* 抜粋
____

重慶でラン&山登り

マラソンと山登りが趣味。
重慶の街を走って見つけた面白いことを記録します。

4K完歩記9 Gressoney Saint Jean-Donnas

2016-09-27 23:49:01 | 4K Alpine VDA
だいぶ記憶があいまいになってきていますが、写真を頼りに記憶を掘り起こしレースを振り返っていきたいと思います。書いていると色んな思いが溢れ長文になってしまいますが、もう少しでこのシリーズも完走しますので、もう少しお付き合いください。

9月8日

遂に6日目。この日を乗り切れば後1日。気力で何とかなるはず。とりあえずこのセクションが最後の砦です。

このセクションはこんな感じ。


距離は56kmと長く、アップダウンが続きますが、なんといっても最後の約2000メートルの下りが鍵。ここで足をやられない事。これに尽きます。

記録を見ると朝0時30分出発しています。ということはこのベースキャンプには5時間滞在していたということになります。食事やら準備やらで1時間30分を使用したとしても3時間強は睡眠がとれたことになりますが、疲れている本人はあっという間の時間でした。しかも今日は長丁場の為早めに起きる予定で目覚ましもちゃんとかけていたのですが、関門ギリギリまでしっかりと寝ています。

ベースキャンプも最早セットがほとんど片付けられており、間違いなく最後尾集団です。見ると昨日お会いしたラオウさんも出発の準備をしています。関門間に合ったようで良かった。一足先に出発します。

また今朝から股擦れができ始めていました。基本的にワセリンを塗り股擦れ防止をしていたのですが、あせや汚れ等でワセリンが効いていないのかもしれません。再度ワセリンを塗りましたが、不安材料です。


最初は平坦な道を数キロ進みます。途中に橋とかもあり晴れていればきれいな景色なんだろうなと想像しながら進みます。そして両脇が石壁で石畳の道があり石壁の向こうは農場か放牧場のような場所が広がるゆるやかな登りが続きます。暗くて良くわかりませんが、きっと未来少年コ○ンでラナが住んでいたハイハーバーのような街並みが広がってるんだろうと想像しながら進んでいきます。

____

* 提供情報
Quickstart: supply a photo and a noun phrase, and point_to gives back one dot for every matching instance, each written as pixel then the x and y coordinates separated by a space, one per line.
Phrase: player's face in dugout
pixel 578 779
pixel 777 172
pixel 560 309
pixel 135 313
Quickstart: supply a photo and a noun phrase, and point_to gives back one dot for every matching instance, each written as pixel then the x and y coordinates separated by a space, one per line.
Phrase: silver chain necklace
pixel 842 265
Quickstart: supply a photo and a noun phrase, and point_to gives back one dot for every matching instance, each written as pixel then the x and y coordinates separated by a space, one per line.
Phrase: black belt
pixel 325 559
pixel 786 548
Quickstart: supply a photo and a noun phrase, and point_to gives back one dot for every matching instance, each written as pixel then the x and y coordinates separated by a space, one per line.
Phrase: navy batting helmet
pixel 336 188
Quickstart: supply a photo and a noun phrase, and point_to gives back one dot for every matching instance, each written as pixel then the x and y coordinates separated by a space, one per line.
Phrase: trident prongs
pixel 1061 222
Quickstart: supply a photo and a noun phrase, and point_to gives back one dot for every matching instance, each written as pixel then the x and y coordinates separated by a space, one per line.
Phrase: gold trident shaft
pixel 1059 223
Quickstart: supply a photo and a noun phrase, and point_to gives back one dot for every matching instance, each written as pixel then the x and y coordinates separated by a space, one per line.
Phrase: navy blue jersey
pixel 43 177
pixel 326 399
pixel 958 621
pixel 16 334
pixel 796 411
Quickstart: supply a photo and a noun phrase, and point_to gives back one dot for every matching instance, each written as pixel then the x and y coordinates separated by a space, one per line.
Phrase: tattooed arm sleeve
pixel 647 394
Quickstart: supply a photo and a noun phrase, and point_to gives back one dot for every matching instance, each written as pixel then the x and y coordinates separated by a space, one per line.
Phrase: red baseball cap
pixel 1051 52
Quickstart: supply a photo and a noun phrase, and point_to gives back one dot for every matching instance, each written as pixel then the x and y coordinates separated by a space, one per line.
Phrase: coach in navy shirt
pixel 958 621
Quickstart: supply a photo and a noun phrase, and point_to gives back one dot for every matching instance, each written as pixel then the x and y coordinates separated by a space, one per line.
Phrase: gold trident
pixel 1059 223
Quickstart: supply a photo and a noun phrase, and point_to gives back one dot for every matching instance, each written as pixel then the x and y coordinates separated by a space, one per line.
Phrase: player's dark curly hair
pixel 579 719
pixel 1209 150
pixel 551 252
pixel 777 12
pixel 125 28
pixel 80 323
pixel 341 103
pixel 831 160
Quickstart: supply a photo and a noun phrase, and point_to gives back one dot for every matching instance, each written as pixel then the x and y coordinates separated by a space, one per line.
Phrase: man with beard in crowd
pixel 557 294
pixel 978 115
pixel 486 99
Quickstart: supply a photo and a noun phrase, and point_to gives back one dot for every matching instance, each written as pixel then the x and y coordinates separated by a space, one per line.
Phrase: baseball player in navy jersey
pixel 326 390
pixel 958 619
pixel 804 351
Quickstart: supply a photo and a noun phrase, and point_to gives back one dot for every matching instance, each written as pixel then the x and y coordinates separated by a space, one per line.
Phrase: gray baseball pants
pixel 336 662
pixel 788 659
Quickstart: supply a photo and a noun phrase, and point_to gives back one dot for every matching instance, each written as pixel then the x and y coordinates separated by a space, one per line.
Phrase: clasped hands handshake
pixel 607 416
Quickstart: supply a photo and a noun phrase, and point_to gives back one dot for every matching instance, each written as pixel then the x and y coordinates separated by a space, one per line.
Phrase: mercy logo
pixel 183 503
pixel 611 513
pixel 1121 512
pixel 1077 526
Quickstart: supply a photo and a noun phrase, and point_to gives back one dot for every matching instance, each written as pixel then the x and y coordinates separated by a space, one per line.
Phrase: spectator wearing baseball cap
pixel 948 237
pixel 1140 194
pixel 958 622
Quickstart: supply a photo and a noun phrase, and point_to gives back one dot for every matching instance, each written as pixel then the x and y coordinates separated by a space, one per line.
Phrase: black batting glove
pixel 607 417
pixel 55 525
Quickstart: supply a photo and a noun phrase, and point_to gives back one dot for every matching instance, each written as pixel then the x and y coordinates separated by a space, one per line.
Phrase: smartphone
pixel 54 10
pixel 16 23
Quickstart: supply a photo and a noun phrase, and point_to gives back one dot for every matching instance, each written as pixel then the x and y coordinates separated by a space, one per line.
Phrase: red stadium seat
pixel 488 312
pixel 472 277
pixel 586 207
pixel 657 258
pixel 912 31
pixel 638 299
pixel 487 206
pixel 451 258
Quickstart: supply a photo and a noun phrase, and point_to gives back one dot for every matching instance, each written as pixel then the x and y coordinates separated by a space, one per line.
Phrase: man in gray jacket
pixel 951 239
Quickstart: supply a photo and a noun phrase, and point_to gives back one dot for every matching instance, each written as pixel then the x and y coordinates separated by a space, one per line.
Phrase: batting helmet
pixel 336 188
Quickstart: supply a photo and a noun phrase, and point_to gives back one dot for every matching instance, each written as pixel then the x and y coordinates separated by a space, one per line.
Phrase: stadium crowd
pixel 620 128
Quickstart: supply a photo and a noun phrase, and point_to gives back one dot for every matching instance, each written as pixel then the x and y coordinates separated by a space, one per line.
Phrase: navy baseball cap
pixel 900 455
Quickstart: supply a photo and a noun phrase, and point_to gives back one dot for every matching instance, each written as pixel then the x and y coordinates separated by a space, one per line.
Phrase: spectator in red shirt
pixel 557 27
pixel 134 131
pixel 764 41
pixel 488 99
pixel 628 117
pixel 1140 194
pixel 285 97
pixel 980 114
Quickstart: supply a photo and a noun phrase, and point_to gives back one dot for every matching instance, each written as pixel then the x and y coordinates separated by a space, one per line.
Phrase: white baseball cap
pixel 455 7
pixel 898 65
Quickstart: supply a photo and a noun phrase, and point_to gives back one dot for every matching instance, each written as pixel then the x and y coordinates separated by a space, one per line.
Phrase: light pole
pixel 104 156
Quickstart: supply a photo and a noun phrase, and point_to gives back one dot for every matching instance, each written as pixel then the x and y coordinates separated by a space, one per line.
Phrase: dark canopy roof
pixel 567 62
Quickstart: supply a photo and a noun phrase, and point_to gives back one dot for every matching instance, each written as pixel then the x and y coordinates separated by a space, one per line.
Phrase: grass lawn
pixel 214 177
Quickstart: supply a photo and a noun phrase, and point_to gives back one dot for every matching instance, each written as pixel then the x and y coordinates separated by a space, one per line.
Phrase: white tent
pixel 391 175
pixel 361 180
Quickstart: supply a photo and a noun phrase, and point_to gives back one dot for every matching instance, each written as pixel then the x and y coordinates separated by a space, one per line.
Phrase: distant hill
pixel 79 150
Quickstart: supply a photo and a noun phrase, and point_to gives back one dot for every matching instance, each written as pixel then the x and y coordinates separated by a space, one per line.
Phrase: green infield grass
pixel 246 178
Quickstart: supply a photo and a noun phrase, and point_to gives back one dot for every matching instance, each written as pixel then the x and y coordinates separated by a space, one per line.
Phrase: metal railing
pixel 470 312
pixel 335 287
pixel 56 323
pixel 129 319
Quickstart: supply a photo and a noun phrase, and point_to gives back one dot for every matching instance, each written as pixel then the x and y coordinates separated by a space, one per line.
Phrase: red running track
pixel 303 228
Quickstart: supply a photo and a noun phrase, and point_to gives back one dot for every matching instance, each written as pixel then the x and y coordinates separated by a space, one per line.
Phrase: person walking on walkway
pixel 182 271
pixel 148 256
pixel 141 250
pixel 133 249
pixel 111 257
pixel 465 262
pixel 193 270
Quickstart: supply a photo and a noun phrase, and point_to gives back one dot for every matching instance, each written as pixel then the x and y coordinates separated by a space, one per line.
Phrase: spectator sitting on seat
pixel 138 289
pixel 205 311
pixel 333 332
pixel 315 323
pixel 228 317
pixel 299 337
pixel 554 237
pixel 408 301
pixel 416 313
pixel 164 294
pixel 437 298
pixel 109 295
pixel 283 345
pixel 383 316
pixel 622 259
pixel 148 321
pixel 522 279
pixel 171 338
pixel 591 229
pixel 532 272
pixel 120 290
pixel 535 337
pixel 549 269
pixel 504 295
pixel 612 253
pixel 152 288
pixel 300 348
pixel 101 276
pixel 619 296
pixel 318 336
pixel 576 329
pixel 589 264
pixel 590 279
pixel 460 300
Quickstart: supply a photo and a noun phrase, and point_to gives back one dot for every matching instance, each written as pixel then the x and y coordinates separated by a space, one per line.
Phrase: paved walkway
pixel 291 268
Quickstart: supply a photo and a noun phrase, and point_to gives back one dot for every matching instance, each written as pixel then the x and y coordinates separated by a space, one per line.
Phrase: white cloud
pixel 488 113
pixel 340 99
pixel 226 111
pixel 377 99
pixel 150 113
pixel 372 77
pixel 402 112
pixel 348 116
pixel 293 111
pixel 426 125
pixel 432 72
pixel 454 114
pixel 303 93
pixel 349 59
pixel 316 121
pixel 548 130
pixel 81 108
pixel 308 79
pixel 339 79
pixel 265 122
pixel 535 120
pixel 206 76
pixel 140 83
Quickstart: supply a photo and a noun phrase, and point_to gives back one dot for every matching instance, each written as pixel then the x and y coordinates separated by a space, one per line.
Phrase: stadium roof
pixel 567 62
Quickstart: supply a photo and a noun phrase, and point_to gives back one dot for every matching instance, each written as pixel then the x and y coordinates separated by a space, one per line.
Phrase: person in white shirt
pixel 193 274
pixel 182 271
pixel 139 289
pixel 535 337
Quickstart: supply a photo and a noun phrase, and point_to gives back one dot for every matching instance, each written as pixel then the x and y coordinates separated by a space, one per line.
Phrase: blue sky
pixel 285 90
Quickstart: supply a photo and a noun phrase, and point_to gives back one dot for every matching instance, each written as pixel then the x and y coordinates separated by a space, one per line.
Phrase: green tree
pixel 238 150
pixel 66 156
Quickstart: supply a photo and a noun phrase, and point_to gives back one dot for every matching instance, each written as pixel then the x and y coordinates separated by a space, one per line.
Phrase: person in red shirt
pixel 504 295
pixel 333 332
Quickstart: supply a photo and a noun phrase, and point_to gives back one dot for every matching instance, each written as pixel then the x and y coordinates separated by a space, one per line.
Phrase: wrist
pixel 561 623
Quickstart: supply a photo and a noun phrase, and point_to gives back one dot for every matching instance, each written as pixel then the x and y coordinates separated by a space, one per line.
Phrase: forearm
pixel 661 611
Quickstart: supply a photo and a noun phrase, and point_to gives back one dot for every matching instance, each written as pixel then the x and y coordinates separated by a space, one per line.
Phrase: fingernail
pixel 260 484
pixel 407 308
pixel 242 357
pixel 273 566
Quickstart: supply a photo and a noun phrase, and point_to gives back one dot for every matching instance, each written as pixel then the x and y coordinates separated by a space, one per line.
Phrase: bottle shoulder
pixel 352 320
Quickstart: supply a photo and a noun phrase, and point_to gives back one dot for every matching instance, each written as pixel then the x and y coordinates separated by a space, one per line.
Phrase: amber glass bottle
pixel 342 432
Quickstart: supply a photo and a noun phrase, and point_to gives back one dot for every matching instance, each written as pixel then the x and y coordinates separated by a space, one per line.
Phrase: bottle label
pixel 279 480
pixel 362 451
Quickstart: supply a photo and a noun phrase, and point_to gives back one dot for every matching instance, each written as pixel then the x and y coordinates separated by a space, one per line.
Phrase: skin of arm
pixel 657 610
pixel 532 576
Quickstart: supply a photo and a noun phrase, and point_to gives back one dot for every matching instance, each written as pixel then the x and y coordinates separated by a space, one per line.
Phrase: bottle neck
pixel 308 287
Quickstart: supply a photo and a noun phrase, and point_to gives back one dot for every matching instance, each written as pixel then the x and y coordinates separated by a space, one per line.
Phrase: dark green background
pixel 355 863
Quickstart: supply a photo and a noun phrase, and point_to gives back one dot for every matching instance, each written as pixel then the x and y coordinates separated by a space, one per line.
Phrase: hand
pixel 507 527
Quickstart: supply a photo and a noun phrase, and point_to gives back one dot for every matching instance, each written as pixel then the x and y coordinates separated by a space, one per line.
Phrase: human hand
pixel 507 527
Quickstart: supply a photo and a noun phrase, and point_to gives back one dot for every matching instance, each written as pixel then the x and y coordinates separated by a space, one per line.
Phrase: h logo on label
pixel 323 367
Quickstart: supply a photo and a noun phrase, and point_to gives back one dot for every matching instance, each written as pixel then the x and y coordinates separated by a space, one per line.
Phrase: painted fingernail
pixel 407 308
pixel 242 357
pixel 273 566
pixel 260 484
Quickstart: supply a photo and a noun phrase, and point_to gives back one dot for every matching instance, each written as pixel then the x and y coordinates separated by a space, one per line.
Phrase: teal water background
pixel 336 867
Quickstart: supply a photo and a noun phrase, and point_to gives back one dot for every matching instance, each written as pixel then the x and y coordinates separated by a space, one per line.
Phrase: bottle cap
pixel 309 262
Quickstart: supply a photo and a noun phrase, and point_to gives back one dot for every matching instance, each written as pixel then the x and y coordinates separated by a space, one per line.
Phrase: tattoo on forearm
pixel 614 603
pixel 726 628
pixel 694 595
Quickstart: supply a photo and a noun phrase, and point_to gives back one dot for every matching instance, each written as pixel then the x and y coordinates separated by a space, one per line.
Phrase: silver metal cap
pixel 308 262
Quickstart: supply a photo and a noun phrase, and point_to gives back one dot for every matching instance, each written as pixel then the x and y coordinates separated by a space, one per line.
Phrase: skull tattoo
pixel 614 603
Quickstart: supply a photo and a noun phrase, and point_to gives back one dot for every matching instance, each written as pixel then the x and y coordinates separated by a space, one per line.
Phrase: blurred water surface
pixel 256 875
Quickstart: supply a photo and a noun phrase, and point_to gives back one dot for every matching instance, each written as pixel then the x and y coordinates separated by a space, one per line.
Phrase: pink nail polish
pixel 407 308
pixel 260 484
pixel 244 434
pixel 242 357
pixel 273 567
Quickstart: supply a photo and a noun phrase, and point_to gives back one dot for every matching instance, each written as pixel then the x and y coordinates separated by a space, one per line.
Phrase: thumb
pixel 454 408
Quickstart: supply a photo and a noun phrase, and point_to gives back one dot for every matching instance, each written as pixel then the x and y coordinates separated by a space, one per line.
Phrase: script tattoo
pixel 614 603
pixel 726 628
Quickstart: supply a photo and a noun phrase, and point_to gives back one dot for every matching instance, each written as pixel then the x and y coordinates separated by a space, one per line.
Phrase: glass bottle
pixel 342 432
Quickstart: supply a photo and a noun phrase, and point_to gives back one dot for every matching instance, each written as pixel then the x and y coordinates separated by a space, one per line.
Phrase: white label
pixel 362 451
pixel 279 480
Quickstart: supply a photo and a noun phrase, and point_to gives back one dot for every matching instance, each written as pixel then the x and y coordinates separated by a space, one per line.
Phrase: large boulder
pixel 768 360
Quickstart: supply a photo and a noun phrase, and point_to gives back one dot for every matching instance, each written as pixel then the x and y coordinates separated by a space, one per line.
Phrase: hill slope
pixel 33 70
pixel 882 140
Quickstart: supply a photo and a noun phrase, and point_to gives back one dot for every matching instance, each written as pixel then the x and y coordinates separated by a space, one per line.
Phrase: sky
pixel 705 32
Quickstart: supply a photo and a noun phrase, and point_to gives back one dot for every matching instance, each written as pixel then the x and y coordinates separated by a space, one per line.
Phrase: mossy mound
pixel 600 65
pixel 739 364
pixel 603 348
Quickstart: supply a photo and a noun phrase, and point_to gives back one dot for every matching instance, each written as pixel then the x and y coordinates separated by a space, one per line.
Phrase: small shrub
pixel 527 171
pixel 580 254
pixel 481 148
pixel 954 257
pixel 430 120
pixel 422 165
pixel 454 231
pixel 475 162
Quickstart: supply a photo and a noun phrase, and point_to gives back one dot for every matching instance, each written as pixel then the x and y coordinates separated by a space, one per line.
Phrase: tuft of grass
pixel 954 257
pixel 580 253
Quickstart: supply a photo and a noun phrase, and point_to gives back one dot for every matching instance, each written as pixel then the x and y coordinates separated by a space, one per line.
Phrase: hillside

____

* 課題内容
抜粋にある「ベースキャンプも最早セットがほとんど片付けられており、間違いなく最後尾集団です。」という一文を英語に訳してください。

* 回答
At the base camp, most of the setup had already been packed away; this was without doubt the very last group.